• [Extract provided]:
+---+
Skip to content

fix(backend): handle Google Calendar OAuth token failures with retry and structured errors#6777

Open
DanKunleLove wants to merge 2 commits intoBasedHardware:mainfrom
DanKunleLove:fix/calendar-token-failures
Open

fix(backend): handle Google Calendar OAuth token failures with retry and structured errors#6777
DanKunleLove wants to merge 2 commits intoBasedHardware:mainfrom
DanKunleLove:fix/calendar-token-failures

Conversation

@DanKunleLove
Copy link
Copy Markdown

Summary

Addresses issue #6556 — chronic Google Calendar integration failures (58 errors/week since Dec 2025).

Root cause

The error handling in calendar_tools.py relied on fragile string matching ("Authentication failed" in error_msg or "401" in error_msg), missing:

  • Token revocation with non-401 codes (invalid_grant)
  • Rate limits (429)
  • Network errors / timeouts
  • Server errors (5xx)

Changes

google_utils.py:

  • Added GoogleAPIError exception class with status_code property and helpers (is_auth_error, is_rate_limit, is_permission_error, is_retryable)
  • Added automatic retry with exponential backoff for transient failures (429, 5xx, network timeouts)
  • Respects Retry-After header on 429 responses
  • refresh_google_token() now detects invalid_grant in refresh response body (token revoked by user in Google account settings)
+---+
• [Instruction a]: Identify every line in the listing below that contains the word "wall", and copy each such line in full.

• [Material for the task]:
+---+
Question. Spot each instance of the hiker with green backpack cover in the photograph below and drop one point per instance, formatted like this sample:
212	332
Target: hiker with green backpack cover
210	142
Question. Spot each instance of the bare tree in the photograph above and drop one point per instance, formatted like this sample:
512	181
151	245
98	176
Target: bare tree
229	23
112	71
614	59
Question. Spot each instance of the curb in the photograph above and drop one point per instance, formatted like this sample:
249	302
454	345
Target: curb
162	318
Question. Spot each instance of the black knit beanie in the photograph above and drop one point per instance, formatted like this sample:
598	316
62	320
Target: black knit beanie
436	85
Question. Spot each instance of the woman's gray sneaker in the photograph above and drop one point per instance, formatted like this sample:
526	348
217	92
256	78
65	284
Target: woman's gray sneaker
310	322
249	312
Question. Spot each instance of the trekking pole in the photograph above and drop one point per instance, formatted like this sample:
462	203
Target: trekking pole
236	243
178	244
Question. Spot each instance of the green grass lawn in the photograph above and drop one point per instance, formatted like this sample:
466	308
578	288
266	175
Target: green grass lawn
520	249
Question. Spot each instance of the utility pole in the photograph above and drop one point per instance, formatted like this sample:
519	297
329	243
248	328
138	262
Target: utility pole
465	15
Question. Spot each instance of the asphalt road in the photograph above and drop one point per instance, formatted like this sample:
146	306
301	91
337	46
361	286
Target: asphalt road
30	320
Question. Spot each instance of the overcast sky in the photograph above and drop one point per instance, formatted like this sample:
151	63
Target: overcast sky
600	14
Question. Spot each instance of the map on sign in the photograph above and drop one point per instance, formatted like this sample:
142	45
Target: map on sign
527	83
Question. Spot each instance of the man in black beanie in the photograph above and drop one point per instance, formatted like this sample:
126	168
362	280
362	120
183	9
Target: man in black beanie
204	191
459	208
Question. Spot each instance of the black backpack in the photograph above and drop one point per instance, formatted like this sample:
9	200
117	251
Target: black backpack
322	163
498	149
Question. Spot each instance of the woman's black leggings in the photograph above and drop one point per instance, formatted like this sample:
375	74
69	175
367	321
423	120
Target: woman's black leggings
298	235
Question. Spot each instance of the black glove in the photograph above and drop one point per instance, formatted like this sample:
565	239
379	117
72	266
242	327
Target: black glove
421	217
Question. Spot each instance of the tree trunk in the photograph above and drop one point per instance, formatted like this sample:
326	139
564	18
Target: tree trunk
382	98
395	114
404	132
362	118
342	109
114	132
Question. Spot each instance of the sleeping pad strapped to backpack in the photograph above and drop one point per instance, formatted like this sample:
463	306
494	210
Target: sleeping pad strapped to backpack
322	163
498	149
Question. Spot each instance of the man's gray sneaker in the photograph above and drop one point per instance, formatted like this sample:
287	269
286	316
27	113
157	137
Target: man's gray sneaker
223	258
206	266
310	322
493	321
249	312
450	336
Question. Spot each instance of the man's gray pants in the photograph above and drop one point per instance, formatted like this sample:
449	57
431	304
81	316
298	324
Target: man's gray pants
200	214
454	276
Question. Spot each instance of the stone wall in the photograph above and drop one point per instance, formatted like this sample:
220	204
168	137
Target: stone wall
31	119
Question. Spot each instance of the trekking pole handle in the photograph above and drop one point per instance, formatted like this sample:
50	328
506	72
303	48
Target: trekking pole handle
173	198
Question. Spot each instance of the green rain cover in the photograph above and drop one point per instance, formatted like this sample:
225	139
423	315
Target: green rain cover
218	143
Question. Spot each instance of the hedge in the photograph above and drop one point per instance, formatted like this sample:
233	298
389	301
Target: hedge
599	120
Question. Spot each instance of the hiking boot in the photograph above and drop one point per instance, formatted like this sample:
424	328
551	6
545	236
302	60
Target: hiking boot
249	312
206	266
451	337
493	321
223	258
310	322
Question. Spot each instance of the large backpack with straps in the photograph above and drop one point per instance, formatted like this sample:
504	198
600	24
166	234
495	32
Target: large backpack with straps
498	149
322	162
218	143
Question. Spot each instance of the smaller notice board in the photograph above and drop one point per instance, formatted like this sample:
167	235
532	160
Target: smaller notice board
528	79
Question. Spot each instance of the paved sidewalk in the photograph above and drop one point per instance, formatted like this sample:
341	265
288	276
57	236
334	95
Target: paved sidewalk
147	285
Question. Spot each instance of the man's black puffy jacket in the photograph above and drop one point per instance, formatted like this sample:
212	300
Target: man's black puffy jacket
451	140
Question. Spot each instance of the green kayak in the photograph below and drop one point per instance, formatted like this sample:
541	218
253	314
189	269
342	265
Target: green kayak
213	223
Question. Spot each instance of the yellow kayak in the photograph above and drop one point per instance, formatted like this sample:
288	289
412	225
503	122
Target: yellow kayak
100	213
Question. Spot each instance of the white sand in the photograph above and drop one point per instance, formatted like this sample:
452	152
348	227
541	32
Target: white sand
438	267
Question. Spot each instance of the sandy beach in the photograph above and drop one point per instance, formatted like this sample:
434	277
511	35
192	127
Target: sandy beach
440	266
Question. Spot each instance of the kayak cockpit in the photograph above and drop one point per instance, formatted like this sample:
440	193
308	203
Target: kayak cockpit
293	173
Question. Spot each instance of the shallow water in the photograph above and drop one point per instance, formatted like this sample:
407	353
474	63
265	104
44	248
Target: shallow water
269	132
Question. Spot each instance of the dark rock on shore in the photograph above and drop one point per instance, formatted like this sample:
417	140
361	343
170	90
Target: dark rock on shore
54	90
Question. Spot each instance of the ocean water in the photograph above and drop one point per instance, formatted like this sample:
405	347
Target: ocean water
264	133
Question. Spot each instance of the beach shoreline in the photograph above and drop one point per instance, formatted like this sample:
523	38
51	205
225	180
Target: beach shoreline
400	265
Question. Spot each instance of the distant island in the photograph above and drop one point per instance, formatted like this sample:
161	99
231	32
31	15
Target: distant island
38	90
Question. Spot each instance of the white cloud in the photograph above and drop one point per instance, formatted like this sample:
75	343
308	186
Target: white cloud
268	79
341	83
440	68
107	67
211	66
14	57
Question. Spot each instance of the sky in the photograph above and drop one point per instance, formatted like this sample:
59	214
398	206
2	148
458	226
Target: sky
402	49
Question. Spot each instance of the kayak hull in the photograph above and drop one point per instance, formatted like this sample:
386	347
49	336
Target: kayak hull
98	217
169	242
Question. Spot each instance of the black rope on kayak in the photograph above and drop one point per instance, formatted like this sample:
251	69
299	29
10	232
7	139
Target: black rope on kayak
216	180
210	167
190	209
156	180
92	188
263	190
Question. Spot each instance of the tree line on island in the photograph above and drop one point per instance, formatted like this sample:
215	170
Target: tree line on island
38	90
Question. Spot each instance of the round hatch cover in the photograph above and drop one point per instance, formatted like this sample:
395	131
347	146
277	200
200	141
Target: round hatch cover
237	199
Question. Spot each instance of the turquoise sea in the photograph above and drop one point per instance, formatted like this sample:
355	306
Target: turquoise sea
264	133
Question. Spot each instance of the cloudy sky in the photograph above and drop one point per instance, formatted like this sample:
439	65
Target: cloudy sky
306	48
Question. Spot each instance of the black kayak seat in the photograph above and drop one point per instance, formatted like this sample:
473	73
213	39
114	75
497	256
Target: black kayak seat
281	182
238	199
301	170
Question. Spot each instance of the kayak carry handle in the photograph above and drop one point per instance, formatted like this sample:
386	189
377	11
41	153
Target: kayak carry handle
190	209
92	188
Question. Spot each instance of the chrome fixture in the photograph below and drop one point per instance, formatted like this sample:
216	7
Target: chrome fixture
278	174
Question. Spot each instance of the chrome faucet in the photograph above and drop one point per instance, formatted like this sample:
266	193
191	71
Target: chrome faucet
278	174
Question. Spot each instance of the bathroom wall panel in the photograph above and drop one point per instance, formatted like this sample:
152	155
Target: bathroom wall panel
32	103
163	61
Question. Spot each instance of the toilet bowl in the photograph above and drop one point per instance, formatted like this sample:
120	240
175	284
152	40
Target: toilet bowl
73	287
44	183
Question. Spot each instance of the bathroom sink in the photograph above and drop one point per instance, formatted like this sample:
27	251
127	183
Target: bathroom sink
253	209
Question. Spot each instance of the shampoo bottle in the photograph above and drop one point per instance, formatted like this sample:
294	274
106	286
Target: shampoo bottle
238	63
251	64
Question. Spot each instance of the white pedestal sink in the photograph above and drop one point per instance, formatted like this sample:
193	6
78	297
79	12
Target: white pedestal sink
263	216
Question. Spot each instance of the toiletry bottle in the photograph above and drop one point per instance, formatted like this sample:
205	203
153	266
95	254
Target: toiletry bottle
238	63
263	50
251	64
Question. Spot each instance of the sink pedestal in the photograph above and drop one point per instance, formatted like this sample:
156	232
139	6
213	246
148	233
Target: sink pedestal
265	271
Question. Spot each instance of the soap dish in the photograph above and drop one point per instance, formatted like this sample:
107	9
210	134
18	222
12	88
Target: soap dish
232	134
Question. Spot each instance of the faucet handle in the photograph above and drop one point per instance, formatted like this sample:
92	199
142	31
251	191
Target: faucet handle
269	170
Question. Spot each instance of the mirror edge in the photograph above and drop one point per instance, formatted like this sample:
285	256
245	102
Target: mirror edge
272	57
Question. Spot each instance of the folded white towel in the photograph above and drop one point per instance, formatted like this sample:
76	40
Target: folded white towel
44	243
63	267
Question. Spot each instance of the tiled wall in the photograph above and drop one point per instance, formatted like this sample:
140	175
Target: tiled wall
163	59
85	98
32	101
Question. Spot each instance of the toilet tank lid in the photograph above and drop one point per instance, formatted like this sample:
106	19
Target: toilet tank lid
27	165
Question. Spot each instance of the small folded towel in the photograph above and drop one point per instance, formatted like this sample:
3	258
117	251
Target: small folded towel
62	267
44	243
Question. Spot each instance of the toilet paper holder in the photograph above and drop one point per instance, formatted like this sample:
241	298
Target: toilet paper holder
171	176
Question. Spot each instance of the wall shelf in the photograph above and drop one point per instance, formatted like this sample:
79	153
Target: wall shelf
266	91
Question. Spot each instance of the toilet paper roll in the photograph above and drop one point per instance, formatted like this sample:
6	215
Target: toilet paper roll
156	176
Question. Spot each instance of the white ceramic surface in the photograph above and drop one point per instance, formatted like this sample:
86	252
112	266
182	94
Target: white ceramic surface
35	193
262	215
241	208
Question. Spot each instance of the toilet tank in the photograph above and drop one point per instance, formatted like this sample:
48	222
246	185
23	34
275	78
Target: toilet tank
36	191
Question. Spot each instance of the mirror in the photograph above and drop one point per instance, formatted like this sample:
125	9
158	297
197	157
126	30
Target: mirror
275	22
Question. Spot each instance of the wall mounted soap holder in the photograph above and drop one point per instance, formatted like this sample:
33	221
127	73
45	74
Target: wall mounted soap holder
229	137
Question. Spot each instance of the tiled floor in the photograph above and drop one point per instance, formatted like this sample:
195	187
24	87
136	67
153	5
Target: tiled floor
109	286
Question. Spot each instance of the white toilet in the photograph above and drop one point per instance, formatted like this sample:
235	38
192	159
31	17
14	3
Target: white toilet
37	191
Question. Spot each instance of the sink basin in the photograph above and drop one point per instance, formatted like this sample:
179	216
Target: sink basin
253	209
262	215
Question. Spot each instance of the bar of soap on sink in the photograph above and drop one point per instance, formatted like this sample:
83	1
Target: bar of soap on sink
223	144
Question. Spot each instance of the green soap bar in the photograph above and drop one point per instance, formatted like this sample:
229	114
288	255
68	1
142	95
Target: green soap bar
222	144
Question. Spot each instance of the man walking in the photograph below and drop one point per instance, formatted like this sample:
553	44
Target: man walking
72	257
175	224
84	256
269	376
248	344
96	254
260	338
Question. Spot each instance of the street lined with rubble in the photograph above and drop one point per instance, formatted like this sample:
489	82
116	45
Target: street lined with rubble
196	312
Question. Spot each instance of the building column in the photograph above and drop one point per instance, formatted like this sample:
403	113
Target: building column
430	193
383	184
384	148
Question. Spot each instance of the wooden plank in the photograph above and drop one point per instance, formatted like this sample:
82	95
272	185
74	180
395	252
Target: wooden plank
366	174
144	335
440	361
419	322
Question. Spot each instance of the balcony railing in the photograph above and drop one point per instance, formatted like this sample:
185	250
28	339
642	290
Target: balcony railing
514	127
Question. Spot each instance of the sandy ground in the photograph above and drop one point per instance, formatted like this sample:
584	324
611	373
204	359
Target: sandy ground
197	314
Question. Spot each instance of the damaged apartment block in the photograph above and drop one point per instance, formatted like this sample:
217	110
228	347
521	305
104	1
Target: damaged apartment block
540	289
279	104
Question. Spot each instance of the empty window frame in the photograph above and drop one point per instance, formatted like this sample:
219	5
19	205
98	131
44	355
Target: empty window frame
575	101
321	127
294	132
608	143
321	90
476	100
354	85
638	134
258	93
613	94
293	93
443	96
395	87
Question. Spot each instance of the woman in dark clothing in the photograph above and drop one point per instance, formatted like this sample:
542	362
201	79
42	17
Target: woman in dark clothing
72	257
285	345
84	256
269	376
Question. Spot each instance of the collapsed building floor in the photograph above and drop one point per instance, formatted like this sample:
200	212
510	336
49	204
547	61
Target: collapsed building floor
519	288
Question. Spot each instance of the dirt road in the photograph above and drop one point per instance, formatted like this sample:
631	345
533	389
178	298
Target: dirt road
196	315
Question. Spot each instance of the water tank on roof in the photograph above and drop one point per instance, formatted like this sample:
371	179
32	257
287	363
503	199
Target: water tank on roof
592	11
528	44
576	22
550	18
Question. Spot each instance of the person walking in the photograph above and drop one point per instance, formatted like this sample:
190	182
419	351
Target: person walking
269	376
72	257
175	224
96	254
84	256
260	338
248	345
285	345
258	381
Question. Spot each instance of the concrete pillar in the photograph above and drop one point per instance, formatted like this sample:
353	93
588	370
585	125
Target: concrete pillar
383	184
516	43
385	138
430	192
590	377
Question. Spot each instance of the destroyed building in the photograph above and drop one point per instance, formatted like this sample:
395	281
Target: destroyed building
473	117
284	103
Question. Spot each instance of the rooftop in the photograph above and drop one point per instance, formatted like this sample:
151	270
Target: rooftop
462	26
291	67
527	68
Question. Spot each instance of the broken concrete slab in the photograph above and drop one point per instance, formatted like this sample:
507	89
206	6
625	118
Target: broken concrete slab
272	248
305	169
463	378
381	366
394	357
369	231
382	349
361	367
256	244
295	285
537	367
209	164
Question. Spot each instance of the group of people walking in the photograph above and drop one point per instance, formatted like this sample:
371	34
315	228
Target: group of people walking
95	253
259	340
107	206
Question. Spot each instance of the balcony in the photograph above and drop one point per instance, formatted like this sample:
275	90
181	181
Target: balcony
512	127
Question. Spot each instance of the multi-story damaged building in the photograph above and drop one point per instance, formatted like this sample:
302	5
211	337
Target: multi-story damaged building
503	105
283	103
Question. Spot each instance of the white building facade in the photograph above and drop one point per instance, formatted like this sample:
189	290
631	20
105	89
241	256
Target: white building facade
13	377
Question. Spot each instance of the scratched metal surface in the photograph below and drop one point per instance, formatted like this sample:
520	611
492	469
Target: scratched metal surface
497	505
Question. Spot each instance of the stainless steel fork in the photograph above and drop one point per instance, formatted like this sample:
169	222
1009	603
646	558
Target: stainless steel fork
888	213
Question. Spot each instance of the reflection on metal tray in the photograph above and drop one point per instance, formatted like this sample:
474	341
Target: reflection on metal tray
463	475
+---+
• [Instruction b]: Continue the pull request description on Google Calendar OAuth token failures, given above, from the point where it stops.

• [Expected output a]:
Question. Spot each instance of the stone wall in the photograph above and drop one point per instance, formatted like this sample:
Target: stone wall
Question. Spot each instance of the bathroom wall panel in the photograph above and drop one point per instance, formatted like this sample:
Target: bathroom wall panel
Question. Spot each instance of the tiled wall in the photograph above and drop one point per instance, formatted like this sample:
Target: tiled wall
Question. Spot each instance of the wall shelf in the photograph above and drop one point per instance, formatted like this sample:
Target: wall shelf
Question. Spot each instance of the wall mounted soap holder in the photograph above and drop one point per instance, formatted like this sample:
Target: wall mounted soap holder

• [Expected output b]:
  • Added specific error logging with sanitize() per repo logging rules

calendar_tools.py:

  • Replaced all 5 string-matching error handlers (get, create, delete-by-id, delete-search, update) with structured GoogleAPIError catching
  • Added explicit httpx.TimeoutException / httpx.ConnectError handling with user-friendly messages
  • Added 403 permission error handling consistently across all tools

Impact

  • Transient failures (rate limits, server hiccups) are automatically retried instead of immediately failing
  • Token revocation is properly detected regardless of HTTP status code
  • Users get actionable error messages ("Please reconnect your Google Calendar") instead of generic errors
  • Error logging includes status codes for easier debugging in GCP Error Reporting

Test plan

  • Verify existing calendar tool tests still pass (bash test.sh)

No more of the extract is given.